Point-per-instance localization data:
%%
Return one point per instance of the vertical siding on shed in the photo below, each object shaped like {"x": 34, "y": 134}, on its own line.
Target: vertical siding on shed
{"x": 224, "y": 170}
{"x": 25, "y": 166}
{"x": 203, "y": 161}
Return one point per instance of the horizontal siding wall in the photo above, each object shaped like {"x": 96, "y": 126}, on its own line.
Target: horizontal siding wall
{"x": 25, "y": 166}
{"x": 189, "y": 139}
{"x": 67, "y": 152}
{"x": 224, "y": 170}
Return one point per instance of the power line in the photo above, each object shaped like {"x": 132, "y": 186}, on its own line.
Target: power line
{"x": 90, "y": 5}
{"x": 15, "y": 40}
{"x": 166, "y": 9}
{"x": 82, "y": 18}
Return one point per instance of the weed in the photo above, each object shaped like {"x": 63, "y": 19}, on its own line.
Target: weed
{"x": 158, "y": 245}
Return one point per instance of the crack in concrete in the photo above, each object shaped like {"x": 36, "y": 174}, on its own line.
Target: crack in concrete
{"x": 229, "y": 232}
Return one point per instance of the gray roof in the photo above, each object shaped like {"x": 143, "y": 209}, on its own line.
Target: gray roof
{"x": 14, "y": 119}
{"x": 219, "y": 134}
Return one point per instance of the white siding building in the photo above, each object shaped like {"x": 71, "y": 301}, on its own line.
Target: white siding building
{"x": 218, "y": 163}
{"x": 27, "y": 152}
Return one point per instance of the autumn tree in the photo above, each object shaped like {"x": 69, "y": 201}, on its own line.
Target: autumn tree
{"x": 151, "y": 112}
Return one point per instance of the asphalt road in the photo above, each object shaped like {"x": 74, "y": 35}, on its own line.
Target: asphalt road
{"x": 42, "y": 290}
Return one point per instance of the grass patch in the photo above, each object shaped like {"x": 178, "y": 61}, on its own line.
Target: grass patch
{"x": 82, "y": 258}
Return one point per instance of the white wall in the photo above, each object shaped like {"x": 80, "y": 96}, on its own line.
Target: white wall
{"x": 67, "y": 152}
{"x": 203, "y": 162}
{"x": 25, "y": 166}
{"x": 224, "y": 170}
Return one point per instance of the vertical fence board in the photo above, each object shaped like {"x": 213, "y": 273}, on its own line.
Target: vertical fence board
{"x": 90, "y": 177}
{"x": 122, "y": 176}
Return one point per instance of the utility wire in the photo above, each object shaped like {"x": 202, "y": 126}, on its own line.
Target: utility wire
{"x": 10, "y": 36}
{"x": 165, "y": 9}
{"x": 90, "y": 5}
%%
Set down the data in full, word for word.

**TASK RESPONSE**
Return one point per instance of the vertical siding on shed in the photo below, each object shaped like {"x": 34, "y": 134}, on its own line.
Target: vertical siding on shed
{"x": 224, "y": 170}
{"x": 25, "y": 166}
{"x": 203, "y": 161}
Return one point per instance of the horizontal siding wall in the photo above, each object shaped like {"x": 96, "y": 126}, on its own line.
Target: horizontal siding wall
{"x": 25, "y": 166}
{"x": 189, "y": 139}
{"x": 67, "y": 152}
{"x": 224, "y": 170}
Return one point per instance of the power line in the photo above, each object shaped like {"x": 132, "y": 186}, on its own line.
Target: power line
{"x": 90, "y": 5}
{"x": 15, "y": 40}
{"x": 166, "y": 9}
{"x": 82, "y": 18}
Return one point per instance of the weed in the photo above, each object shaped like {"x": 63, "y": 19}, on its own line.
Target: weed
{"x": 158, "y": 245}
Return one point per instance of the crack in concrete in the photo above, each object shaped like {"x": 36, "y": 174}, on its own line.
Target: crack in concrete
{"x": 229, "y": 232}
Return one point per instance of the gray roof in the photo above, each object shaped like {"x": 143, "y": 209}, on its own line.
Target: gray roof
{"x": 14, "y": 119}
{"x": 219, "y": 134}
Return one point per instance of the white siding building in the photo above, each object shaped like {"x": 71, "y": 301}, on its own line.
Target: white siding building
{"x": 218, "y": 163}
{"x": 27, "y": 152}
Return one point per instance of the autumn tree in the photo above, each object shaped like {"x": 69, "y": 201}, on its own line.
Target: autumn tree
{"x": 151, "y": 112}
Return one point per instance of the asphalt road in the photo above, each object shaped like {"x": 74, "y": 35}, on its own line.
Target: asphalt road
{"x": 42, "y": 290}
Return one point per instance of the grass patch in the photo above, each object shaped like {"x": 178, "y": 61}, on its own line.
Target: grass patch
{"x": 82, "y": 258}
Return one point per instance of the white wall in the photo above, each object shaped like {"x": 80, "y": 96}, on its own line.
Target: white wall
{"x": 67, "y": 152}
{"x": 203, "y": 162}
{"x": 25, "y": 166}
{"x": 224, "y": 170}
Return one point per instance of the vertical fence board in the photo above, each object shaped like {"x": 213, "y": 273}, on its own line.
Target: vertical fence board
{"x": 90, "y": 177}
{"x": 122, "y": 176}
Return one point per instance of the utility wire in the photo above, each object shaped like {"x": 202, "y": 126}, on its own line.
Target: utility wire
{"x": 10, "y": 36}
{"x": 165, "y": 9}
{"x": 90, "y": 5}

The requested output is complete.